Data excerpts |
▼

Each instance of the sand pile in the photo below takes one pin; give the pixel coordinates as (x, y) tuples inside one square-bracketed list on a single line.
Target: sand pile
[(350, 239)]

▲
▼

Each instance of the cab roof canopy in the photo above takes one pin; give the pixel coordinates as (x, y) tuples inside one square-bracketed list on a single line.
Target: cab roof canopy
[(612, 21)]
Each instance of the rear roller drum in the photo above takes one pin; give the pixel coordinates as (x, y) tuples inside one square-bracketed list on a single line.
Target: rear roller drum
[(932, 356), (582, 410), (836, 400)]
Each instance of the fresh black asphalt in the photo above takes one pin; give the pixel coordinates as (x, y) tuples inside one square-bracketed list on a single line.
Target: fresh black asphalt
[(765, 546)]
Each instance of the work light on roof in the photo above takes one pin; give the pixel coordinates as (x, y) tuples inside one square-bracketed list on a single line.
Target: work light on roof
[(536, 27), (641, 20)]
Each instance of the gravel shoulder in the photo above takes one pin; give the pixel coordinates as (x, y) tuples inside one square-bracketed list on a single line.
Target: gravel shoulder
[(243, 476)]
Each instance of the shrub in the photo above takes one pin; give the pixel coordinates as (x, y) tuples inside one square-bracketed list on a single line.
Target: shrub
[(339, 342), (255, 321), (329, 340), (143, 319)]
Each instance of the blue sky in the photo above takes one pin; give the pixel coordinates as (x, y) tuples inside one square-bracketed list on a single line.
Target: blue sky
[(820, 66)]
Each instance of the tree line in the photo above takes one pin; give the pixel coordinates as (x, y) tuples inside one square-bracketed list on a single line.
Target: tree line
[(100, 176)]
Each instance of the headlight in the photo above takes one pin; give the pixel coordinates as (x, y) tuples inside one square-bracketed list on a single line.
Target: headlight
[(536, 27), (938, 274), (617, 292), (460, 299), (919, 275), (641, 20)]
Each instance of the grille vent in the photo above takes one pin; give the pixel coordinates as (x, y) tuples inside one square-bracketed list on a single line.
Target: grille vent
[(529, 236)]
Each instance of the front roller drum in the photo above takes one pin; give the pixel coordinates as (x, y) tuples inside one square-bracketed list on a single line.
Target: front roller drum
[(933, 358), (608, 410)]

▲
▼

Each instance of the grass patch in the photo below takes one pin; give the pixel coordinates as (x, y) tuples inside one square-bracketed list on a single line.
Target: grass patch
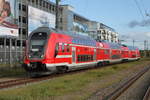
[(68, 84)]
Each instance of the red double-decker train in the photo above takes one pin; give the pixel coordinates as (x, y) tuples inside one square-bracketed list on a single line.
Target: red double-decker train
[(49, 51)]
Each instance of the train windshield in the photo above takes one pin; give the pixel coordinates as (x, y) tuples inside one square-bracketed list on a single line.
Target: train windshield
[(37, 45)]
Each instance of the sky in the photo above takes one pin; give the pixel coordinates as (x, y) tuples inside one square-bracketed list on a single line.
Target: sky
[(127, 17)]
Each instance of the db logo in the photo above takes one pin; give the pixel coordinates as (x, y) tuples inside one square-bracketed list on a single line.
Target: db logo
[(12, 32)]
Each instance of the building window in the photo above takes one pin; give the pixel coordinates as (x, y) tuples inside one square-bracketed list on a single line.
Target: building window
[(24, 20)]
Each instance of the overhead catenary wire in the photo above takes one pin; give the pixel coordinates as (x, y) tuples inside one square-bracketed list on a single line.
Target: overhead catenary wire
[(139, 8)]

▲

How to complete this task |
Going through the entries above, tally every line that contains the string "below", then state only the total.

Task result |
2